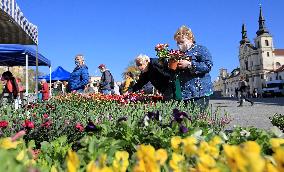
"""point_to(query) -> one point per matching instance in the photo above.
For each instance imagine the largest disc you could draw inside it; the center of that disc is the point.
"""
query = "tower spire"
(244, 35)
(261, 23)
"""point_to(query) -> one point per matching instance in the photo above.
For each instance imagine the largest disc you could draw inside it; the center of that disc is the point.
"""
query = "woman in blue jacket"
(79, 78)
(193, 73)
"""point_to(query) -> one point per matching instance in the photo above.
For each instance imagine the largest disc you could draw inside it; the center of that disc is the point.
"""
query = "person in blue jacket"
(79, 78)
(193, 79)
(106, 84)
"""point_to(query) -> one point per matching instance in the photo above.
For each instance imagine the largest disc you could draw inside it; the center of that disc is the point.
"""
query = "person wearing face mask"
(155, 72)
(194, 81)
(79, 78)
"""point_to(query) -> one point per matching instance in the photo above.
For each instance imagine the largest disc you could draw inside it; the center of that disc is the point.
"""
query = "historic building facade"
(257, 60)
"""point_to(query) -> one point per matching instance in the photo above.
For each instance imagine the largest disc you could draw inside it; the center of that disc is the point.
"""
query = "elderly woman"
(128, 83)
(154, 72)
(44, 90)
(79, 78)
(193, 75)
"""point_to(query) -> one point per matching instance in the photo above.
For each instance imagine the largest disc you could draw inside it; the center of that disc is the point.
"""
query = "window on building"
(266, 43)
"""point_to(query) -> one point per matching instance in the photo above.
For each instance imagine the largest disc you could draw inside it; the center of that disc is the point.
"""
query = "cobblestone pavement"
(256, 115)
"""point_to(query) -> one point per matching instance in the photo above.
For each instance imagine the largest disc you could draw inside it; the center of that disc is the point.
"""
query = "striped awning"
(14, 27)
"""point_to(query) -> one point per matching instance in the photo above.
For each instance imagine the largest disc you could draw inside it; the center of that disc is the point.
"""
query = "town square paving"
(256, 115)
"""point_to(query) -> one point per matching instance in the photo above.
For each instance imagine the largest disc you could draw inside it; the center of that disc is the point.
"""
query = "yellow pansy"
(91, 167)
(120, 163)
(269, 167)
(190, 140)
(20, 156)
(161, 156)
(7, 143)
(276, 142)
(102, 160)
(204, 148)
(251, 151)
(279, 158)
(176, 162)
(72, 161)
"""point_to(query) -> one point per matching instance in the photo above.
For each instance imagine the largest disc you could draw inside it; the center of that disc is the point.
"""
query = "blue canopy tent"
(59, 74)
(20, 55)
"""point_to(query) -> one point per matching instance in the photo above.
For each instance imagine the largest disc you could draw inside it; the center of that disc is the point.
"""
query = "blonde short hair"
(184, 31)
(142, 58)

- - - - -

▶ **Instructions for the task**
Repeat each record exactly, with the pictures left out.

▶ **Output for this task**
"""point_to(query) -> one point per matching instance in the photo above.
For each instance imagine the largest disc you could draw inside it; the center of that disc is the point.
"""
query = "tower spire"
(244, 35)
(261, 23)
"""point_to(query) -> one point per matching instance in the photo above.
For each instance imagine the largest disc you could draw inside it; the center of that disc is the point.
"""
query = "woman in blue jacket"
(79, 78)
(193, 73)
"""point_to(query) -> one point per matching instance in the photo above.
For each instance imagine the largest disc you could draw inside it; the center of that disc is the point.
"""
query = "person in blue jacket"
(79, 78)
(193, 79)
(106, 84)
"""point_to(query) -> one point per matching instance in the photo above.
For each instance imagine the largest disc you could draw inside it; the center of that disc is the point.
"""
query = "person wearing face mask"
(155, 72)
(194, 81)
(79, 78)
"""point_to(query) -> one point per matching instance in the photo above.
For each instance imagine the largest disc you could draw inside it; the center of that disc is the point.
"""
query = "historic building facade"
(257, 60)
"""point_to(query) -> one point per matching instance in the photo above.
For each instance imagine the largest disc you could draw inside it; the center of that disc is the point.
"""
query = "elderly woman"
(128, 83)
(154, 72)
(44, 90)
(79, 78)
(193, 75)
"""point_to(query) -> one point per matching instance in the photo above.
For each instance imagine the largest disc you could draw inside it; the center of that disc is the point.
"""
query = "window on building"
(266, 43)
"""point_to(query) -> one point per matching instance in the photo above.
For each instance imagine the largest disc you could draw inside it; the center of that disc is the point.
"""
query = "cobblestone pavement"
(256, 115)
"""point_to(query) -> one point per matching instance in the photo above.
For each instance imagine the largest disc you could draw inside it; the center of that disc is the point.
"""
query = "striped awning"
(14, 27)
"""point_to(query) -> one point per matching instance in the photo above.
For each instance imagine the largest disc you could draw inside it; the center of that disc is the point.
"""
query = "town square paving"
(256, 115)
"""point_to(query) -> one point per matching instance in the photo above.
For each instance imagine the largest disc you could draw inside it; the center of that disc is the point.
"""
query = "yellow pansy"
(91, 167)
(120, 163)
(269, 167)
(190, 140)
(20, 156)
(161, 156)
(7, 143)
(276, 142)
(102, 160)
(204, 148)
(251, 151)
(279, 158)
(176, 162)
(72, 161)
"""point_to(query) -> one point per matching instance in the photo above.
For each instance imagine the largest disc you could draw inside it; the center of that disc is the point.
"""
query = "blue canopy tent"
(59, 74)
(20, 55)
"""point_to(query) -> one point per matching instance in the photo above.
For each instance imagine the largest disc you could draw inside it; the center of that disc is the point.
"""
query = "blonde short hair"
(184, 31)
(142, 58)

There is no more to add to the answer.